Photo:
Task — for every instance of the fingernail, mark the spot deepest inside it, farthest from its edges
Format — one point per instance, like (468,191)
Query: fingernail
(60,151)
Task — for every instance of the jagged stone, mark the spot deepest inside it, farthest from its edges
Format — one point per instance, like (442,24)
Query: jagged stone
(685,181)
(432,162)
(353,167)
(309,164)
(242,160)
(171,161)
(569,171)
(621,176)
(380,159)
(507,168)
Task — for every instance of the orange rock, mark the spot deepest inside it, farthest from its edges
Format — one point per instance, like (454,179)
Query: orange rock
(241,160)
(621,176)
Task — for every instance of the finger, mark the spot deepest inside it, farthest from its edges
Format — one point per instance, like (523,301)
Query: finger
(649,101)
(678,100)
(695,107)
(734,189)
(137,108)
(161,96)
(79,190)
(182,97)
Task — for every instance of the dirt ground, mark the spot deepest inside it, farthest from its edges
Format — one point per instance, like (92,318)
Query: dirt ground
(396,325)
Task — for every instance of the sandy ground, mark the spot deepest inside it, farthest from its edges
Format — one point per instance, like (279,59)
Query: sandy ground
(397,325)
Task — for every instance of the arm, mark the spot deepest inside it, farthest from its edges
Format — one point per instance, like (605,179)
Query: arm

┄┄┄┄┄┄┄┄┄┄

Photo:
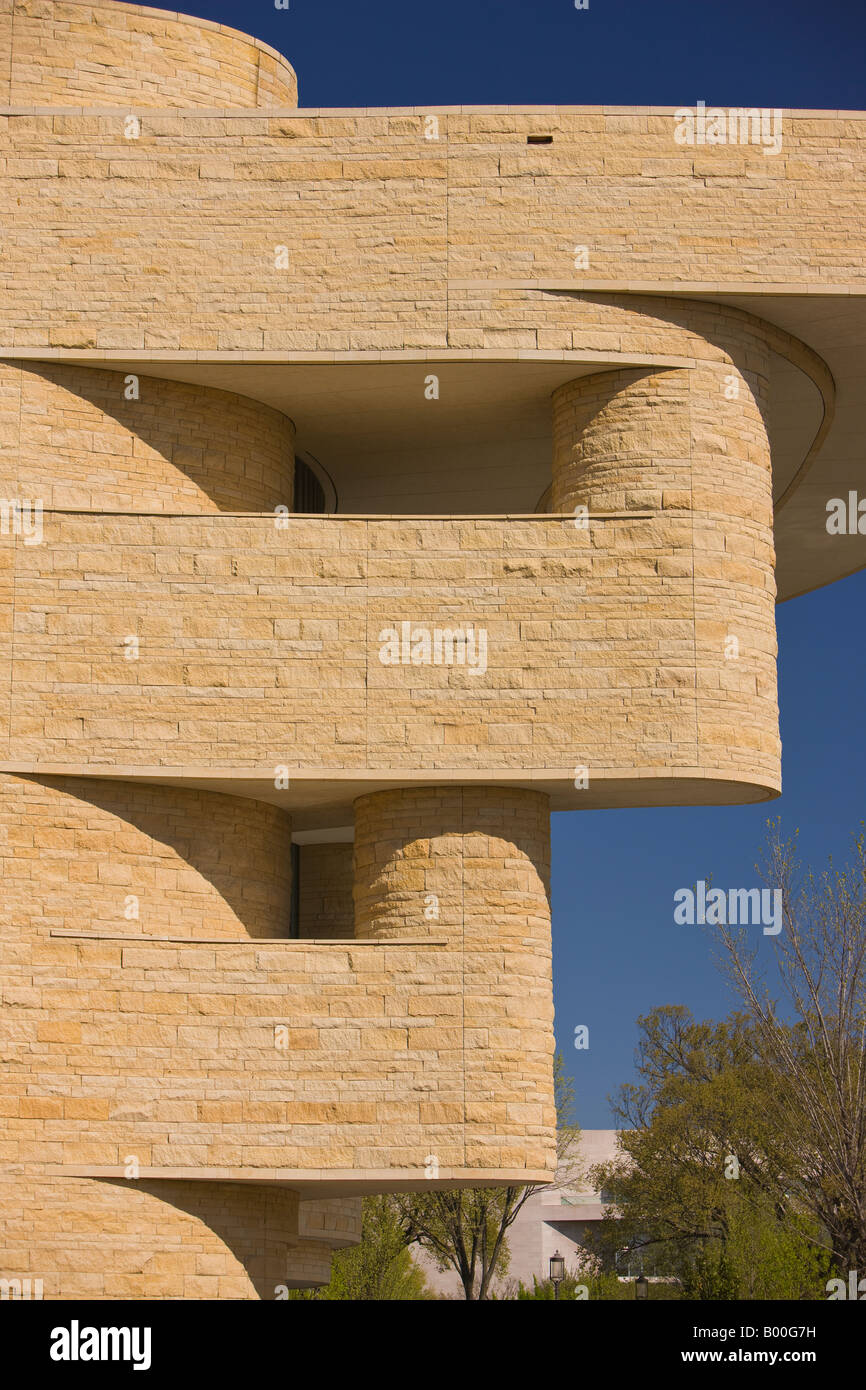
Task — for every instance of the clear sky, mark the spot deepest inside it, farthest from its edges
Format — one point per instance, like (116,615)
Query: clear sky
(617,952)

┄┄┄┄┄┄┄┄┄┄

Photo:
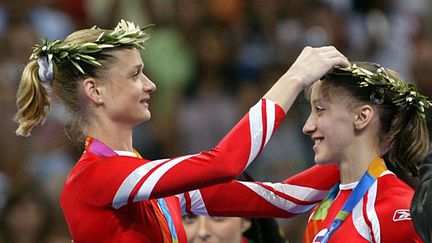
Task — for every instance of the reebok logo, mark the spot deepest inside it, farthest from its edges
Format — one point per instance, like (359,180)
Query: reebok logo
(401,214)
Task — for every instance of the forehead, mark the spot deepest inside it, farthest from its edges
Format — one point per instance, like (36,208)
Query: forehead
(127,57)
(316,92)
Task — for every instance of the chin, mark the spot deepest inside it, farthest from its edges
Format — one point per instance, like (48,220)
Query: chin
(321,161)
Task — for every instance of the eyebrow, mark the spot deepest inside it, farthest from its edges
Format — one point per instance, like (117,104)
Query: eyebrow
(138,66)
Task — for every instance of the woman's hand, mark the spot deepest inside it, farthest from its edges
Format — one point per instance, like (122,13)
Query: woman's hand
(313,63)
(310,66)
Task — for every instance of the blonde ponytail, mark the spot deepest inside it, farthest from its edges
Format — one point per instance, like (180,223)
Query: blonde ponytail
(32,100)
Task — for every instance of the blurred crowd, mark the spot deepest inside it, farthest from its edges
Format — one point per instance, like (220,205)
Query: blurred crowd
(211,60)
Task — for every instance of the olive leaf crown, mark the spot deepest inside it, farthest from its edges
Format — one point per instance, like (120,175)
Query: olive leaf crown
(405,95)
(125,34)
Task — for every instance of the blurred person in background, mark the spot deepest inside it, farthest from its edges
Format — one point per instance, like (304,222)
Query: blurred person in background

┄┄┄┄┄┄┄┄┄┄

Exercise aim. Your answer should consist of the lines above that hold the word "background", copied exactly.

Solution to this task.
Task — for every instance of the blurred person in background, mark the spot deepest inside it, farthest from its edges
Query: blurred person in background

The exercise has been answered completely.